Tasks to carry out:
**1.** List the terms the deregulation discussion uses to describe mainline aviation before the Deregulation Act.
**2.** Print everything in the deregulation discussion from "Deregulation didn't do" down to "do with deregulation.".

Text shown:
But it is. In a true capitalist, free-market economy it is the consumption of these services and goods by John Q. Public that solely drives it. There are hundreds of examples of this. Take aviation. Up until the Deregulation Act in the late 70s which removed direct federal oversight, mainline aviation was very closed, somewhat profitable, and only available to those with means. The rest of the public could only afford trains and buses. After Dereg aviation took off. It became safer and more widespread where even those John Publics at the lower economy levels could afford a plane ticket now.
How did deregulation make air travel safer? Correlation, not causation.
Deregulation didn't do anything to make air travel safer. Around the time of deregulation, the two things that were causing trouble with airliners were hijackings and wind shear. Deregulation did nothing for those - We beefed up security and we eventually learned what microbursts were and what caused them and how to avoid them, and we haven't had nearly as many crashes since. But that had nothing to do with deregulation.
But don't confuse regulation with risk-management/mitigation either. Regulations provide only minimum standards. The rest of how an industry operates is managed by them and at a profit.
Right... Regulations provide minimum standards. So should we get rid of them, and have no standards, and go purely free-market?
I believe if we did that, it would bring down the entire industry eventually. Corporations' sole reason for existing is to make money, and they will do anything that they think will cut costs or increase revenue. I know, my job for nearly the past decade has been finding those things and shining a light on them.

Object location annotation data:
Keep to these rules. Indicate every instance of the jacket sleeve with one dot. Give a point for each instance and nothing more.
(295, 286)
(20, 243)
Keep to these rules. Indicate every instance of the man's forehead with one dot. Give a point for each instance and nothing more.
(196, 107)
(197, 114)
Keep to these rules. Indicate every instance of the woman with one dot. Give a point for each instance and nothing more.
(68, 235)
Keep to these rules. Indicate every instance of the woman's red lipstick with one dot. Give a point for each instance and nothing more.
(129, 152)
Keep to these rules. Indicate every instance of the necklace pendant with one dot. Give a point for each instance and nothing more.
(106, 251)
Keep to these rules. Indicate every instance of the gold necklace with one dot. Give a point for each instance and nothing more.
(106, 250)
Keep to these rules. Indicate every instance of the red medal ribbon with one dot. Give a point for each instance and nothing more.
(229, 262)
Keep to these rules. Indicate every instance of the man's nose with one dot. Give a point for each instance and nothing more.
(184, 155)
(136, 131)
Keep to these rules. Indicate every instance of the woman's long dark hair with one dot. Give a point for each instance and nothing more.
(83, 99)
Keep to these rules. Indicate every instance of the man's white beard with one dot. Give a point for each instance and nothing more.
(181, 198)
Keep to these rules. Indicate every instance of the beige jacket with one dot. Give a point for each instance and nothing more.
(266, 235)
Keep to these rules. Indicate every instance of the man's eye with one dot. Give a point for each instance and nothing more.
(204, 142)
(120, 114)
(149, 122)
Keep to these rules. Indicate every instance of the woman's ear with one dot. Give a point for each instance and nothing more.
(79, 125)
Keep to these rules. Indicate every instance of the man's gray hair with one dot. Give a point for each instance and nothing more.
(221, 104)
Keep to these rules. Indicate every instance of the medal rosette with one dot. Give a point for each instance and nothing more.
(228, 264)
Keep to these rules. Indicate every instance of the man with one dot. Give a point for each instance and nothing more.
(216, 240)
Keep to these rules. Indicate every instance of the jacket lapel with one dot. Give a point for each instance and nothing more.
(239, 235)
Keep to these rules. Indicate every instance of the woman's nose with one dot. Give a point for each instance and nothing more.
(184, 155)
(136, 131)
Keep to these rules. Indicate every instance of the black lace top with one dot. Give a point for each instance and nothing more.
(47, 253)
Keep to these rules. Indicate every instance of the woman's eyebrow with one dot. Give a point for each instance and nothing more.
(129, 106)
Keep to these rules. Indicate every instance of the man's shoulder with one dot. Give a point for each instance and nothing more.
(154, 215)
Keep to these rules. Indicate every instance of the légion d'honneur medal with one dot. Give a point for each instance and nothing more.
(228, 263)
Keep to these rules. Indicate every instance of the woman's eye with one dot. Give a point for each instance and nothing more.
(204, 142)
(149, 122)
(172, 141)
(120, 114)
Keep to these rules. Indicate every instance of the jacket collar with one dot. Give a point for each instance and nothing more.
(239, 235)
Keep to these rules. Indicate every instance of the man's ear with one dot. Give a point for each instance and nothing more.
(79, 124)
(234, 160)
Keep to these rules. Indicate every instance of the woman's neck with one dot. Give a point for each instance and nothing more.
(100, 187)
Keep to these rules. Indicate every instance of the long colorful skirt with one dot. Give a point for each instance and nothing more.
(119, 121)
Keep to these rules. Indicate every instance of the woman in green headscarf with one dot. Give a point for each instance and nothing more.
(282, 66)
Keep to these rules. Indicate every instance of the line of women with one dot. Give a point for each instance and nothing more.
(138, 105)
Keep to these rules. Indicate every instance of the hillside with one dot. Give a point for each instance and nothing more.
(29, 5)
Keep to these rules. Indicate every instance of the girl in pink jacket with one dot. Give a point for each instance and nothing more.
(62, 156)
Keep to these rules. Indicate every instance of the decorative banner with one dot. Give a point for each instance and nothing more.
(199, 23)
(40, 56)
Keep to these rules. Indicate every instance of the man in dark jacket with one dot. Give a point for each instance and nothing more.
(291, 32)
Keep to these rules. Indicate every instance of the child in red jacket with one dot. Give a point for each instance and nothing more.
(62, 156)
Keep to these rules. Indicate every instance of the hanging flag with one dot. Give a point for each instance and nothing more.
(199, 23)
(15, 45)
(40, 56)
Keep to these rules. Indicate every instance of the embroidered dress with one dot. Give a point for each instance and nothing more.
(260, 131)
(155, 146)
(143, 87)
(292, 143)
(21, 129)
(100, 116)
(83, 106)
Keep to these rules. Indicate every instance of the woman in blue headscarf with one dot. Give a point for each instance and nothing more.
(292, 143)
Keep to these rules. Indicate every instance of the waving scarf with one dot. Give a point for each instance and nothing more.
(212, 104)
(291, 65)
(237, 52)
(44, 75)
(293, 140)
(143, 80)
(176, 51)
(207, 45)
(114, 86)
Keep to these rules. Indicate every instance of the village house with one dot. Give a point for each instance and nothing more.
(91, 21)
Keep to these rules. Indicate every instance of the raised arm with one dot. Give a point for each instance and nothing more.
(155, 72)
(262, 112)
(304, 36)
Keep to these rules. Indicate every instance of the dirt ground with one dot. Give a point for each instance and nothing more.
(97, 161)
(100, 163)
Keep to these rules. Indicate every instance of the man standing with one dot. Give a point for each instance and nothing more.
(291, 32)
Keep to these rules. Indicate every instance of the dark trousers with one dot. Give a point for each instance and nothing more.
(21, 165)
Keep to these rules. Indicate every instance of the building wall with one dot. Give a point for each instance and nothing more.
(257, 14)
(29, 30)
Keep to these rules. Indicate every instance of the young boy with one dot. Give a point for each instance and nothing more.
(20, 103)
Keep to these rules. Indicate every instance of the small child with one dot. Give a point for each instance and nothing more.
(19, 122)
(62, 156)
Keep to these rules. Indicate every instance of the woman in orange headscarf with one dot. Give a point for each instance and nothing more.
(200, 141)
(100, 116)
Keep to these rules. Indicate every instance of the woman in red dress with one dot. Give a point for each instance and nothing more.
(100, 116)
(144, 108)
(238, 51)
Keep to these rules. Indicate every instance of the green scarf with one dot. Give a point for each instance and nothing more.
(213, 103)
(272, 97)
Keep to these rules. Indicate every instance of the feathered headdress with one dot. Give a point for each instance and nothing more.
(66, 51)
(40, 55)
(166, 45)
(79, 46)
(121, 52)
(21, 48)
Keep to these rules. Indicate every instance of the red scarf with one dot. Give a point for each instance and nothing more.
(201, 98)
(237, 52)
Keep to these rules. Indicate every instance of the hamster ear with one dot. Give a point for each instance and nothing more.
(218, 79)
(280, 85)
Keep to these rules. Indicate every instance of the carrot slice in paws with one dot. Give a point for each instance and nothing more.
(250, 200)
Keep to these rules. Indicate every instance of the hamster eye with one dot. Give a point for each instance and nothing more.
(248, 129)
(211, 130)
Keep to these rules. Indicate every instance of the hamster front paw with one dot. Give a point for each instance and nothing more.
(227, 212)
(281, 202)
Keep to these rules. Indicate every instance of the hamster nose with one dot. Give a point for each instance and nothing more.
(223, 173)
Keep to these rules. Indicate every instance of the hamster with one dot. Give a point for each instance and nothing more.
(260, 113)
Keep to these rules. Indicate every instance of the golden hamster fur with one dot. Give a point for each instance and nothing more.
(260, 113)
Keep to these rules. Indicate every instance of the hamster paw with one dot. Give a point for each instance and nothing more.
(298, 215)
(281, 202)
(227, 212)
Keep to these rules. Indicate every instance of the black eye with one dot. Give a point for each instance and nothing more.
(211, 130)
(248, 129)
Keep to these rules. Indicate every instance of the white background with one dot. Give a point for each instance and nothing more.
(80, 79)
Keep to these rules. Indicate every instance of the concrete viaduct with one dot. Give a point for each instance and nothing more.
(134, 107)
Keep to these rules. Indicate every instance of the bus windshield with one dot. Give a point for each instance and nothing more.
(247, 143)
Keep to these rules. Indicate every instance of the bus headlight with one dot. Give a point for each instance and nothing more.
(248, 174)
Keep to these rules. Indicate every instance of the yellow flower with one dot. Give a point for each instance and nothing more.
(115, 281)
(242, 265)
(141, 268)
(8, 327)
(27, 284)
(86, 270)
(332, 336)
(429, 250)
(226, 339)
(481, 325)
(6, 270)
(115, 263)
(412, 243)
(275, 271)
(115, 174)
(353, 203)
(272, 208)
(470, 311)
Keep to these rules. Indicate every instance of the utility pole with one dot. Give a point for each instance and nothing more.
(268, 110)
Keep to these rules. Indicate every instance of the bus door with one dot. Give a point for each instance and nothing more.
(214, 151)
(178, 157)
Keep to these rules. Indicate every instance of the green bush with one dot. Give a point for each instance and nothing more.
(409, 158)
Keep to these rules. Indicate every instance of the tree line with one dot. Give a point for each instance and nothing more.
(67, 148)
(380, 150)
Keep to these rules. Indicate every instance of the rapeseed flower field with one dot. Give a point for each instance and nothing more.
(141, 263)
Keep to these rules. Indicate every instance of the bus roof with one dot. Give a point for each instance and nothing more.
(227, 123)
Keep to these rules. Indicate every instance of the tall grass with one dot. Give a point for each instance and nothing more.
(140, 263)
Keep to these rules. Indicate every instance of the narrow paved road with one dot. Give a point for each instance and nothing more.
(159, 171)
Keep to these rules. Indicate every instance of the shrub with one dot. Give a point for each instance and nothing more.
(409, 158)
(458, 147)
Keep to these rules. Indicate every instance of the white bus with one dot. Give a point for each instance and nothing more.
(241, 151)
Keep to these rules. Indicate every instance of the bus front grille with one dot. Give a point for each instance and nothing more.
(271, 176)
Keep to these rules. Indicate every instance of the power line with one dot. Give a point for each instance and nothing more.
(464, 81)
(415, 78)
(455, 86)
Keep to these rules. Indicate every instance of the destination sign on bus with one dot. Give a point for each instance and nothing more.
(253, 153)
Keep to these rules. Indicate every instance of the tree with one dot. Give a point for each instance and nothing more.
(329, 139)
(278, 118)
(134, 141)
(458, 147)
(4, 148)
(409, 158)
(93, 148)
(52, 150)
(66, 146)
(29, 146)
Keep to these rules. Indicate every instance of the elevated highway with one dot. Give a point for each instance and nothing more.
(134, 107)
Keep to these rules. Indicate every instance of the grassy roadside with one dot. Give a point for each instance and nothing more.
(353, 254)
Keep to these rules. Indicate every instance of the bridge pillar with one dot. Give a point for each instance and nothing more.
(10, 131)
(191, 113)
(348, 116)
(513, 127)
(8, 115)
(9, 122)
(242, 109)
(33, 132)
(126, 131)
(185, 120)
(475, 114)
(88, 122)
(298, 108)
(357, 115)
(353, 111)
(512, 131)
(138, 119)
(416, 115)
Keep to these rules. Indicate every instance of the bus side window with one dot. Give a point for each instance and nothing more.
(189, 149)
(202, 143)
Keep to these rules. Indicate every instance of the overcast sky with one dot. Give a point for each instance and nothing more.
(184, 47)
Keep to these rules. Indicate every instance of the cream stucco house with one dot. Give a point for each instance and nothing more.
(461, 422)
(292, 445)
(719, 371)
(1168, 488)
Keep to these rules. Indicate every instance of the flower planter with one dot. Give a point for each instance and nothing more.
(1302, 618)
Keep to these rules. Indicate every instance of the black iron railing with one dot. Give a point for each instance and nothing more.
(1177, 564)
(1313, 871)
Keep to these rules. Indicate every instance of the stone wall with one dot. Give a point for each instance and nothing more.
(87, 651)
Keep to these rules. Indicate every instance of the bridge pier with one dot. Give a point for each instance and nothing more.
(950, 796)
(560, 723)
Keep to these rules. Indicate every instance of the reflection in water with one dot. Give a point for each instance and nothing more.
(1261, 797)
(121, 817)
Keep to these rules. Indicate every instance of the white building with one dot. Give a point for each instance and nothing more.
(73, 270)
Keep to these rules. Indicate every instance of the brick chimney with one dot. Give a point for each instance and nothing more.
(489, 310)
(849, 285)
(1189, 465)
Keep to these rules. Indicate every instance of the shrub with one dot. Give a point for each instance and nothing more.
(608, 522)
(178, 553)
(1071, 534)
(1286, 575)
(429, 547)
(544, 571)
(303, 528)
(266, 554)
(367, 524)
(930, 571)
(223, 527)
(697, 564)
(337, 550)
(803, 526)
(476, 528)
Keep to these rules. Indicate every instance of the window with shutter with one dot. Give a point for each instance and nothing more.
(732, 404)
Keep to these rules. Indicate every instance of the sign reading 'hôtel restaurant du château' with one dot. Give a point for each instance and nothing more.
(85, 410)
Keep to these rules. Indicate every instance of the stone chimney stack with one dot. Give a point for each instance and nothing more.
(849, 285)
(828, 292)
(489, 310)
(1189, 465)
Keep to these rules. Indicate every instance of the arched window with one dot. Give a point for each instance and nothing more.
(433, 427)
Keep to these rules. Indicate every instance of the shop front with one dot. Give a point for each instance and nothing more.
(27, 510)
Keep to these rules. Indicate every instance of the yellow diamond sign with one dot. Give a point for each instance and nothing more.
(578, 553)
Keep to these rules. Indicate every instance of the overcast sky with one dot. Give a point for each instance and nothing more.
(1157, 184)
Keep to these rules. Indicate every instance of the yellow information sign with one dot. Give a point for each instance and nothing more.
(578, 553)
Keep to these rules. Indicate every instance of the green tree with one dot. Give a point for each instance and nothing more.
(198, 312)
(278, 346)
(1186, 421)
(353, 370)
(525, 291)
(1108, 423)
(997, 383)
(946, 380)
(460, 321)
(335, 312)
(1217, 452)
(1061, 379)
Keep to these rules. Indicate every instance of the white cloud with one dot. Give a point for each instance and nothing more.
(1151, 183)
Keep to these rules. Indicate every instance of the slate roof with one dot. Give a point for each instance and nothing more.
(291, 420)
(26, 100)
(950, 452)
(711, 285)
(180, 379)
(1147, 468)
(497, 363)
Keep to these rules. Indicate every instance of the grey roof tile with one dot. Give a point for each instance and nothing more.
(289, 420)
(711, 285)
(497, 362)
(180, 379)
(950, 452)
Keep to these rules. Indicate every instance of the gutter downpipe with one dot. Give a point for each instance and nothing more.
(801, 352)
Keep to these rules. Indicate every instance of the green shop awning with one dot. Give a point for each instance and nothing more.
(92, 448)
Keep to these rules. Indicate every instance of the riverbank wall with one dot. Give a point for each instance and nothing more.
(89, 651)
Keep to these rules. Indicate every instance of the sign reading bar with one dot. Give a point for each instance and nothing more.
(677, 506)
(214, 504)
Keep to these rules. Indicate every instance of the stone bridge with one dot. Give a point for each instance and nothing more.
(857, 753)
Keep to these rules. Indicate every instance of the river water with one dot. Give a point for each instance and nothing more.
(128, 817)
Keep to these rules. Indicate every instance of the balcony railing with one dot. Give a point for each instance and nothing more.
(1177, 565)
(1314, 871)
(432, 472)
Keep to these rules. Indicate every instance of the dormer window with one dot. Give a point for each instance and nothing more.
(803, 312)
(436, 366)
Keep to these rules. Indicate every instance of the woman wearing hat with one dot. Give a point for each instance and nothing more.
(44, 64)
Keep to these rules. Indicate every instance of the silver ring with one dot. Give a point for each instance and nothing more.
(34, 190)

Task-by-task solutions:
**1.**
- very closed
- somewhat profitable
- only available to those with means

**2.**
Deregulation didn't do anything to make air travel safer. Around the time of deregulation, the two things that were causing trouble with airliners were hijackings and wind shear. Deregulation did nothing for those - We beefed up security and we eventually learned what microbursts were and what caused them and how to avoid them, and we haven't had nearly as many crashes since. But that had nothing to do with deregulation.